Provided material: Begin
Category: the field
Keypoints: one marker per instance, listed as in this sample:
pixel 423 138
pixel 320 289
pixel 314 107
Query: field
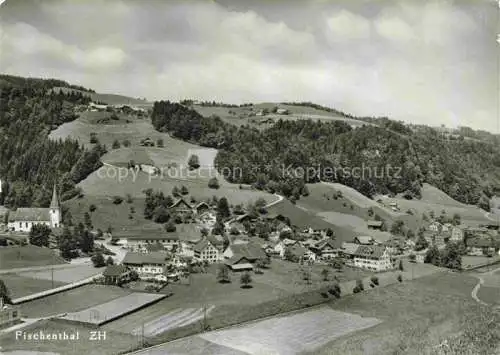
pixel 20 286
pixel 113 343
pixel 65 275
pixel 105 312
pixel 25 256
pixel 72 300
pixel 292 334
pixel 415 314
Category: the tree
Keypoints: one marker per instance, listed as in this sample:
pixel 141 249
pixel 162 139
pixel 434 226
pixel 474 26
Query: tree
Provided material: End
Task to complete:
Reproduce all the data as it stands. The pictures are not part of the copy.

Result:
Category: the field
Keypoints: one marker per instance, listed as in this sample:
pixel 423 138
pixel 320 289
pixel 314 107
Query: field
pixel 20 286
pixel 113 343
pixel 65 275
pixel 105 312
pixel 25 256
pixel 72 300
pixel 292 334
pixel 415 314
Category: the tree
Keypoints: one marker per instance, listed as in this sample:
pixel 141 249
pixel 162 139
pixel 434 226
pixel 474 26
Query: tree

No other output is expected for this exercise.